GOAL
Write out each of the following lines exactly, with no changes.

Dataset excerpt

»»

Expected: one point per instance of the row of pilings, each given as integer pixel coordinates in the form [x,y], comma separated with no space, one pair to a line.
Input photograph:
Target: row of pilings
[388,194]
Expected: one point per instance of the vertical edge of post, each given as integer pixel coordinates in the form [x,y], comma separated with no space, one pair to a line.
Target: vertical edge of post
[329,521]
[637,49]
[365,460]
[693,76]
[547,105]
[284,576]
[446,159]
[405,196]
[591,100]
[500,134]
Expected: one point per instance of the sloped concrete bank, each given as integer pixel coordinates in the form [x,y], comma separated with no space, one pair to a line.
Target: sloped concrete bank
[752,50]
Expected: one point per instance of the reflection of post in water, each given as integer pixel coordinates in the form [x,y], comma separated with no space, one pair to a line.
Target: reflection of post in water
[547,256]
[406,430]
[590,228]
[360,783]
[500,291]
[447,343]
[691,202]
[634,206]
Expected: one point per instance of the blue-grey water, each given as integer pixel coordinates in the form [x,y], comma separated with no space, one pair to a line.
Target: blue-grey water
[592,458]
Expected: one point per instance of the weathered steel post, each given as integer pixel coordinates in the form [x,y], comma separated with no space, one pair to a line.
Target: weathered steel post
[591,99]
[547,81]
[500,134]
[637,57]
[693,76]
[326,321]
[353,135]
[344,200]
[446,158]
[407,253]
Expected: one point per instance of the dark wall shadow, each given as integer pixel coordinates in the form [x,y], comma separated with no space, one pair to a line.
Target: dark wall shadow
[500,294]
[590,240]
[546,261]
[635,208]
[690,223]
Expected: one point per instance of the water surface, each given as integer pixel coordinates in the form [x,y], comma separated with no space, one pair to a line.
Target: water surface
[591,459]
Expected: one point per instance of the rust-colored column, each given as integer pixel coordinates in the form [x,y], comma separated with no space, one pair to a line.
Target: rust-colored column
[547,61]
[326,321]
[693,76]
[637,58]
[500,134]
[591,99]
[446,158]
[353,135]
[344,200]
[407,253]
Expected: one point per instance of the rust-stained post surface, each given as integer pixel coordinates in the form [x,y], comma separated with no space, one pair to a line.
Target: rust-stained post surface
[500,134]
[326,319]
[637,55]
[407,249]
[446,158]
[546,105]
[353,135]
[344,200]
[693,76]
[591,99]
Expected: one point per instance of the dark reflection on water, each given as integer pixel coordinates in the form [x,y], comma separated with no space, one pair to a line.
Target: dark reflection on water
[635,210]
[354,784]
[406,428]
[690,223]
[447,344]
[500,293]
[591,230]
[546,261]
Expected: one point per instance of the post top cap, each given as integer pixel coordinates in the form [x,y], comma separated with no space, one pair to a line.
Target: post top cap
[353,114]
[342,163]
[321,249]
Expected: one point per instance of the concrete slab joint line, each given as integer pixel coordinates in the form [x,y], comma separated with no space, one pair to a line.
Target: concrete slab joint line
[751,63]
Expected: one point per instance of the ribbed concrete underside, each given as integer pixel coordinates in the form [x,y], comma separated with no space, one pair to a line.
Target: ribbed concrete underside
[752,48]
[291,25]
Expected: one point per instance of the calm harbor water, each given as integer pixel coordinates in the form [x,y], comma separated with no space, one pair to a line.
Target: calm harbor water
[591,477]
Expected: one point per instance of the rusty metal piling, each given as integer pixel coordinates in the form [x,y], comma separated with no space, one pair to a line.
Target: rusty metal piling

««

OUTPUT FOR THIS TASK
Expected: one point per instance of the row of pilings, each given as integer pixel coordinates in the form [x,y], comma separated with no space, one pair to a line.
Input photograph:
Target: row of pilings
[388,194]
Expected: one point per instance of the vertical edge of post, each given as integer pixel coordinates in the form [x,y], comma separated with no space, one pair to a line.
Target: vertical edge of post
[329,521]
[637,49]
[365,460]
[693,76]
[547,105]
[284,576]
[446,159]
[405,196]
[591,100]
[500,134]
Expected: one point per instance of the sloped concrete bank, each given as integer pixel coordinates in the form [x,y], comma separated with no space, one pair to a line.
Target: sloped concrete bank
[752,50]
Expected: one point per instance of the reflection of post in water, each given as integer pixel coordinates in the form [x,y], comma separated with no space, one pair to a line.
Target: reflection of post in water
[547,256]
[406,430]
[590,228]
[360,783]
[500,291]
[447,343]
[691,202]
[634,206]
Expected: one point per instance of the blue-grey water, each given as integer pixel coordinates in the form [x,y], comma separated with no space, one pair to a line.
Target: blue-grey water
[592,458]
Expected: one point per instance of the weathered steel post, each given as integer pixel coordinates in the form [x,y], comma separated with no space, one pair to a line.
Target: weathered steel post
[591,99]
[547,81]
[500,134]
[637,57]
[693,76]
[326,321]
[353,135]
[344,200]
[446,158]
[407,253]
Expected: one point per instance of the dark wall shadow, each given as integer pixel coordinates in the form [x,y], comma separated with no space, one pair to a line.
Target: dark wall shadow
[500,294]
[590,240]
[546,261]
[635,208]
[690,223]
Expected: one point per instance of the water surface, each given as integer pixel coordinates in the form [x,y], comma separated with no space, one pair to a line.
Target: water surface
[591,459]
Expected: one point per instance of the rust-colored column, each given as integer pixel coordinates in the form [x,y], comma separated with no space, one pair to a line.
Target: rust-colored column
[547,61]
[326,321]
[693,76]
[637,58]
[500,134]
[591,99]
[446,158]
[353,135]
[344,200]
[407,253]
Expected: one point per instance of the rust-stained post surface, each given as integer pixel coordinates in the form [x,y], comma separated with no space, one pair to a line.
Target: rust-stained post surface
[500,134]
[326,319]
[637,55]
[407,249]
[446,158]
[546,105]
[353,135]
[344,200]
[693,76]
[591,99]
Expected: one point per instance of the dark reflection on water, each given as integer pixel coordinates in the form [x,y], comma separated with no space, one pair to a line.
Target: dark reflection on water
[635,210]
[354,784]
[406,428]
[690,223]
[447,344]
[500,293]
[591,230]
[546,261]
Expected: one point per instance of the post top cap, each given as integer pixel coordinates in the form [x,y], comma separated with no space, one pair to a line.
Target: post top cap
[353,114]
[342,163]
[321,249]
Expected: one point per instance of the concrete slab joint line, each given as integer pixel coordinates in the form [x,y], comma separated with no space, one pair to a line.
Target: concrete slab joint line
[751,63]
Expected: one point per instance of the ribbed concrete underside, each given as integer pixel coordinates in the form [x,y], comma separated with no space, one pair to a line.
Target: ribbed concrete underside
[752,48]
[291,25]
Expected: one point per instance of the calm harbor water, each given as integer pixel coordinates in the form [x,y], comma separated with no space, one pair to a line.
Target: calm harbor water
[591,477]
Expected: one point per instance of the rusty metal piling, each given as integer pixel coordinates in the form [x,y], comma separated with no space, one pair to a line.
Target: rusty metal piling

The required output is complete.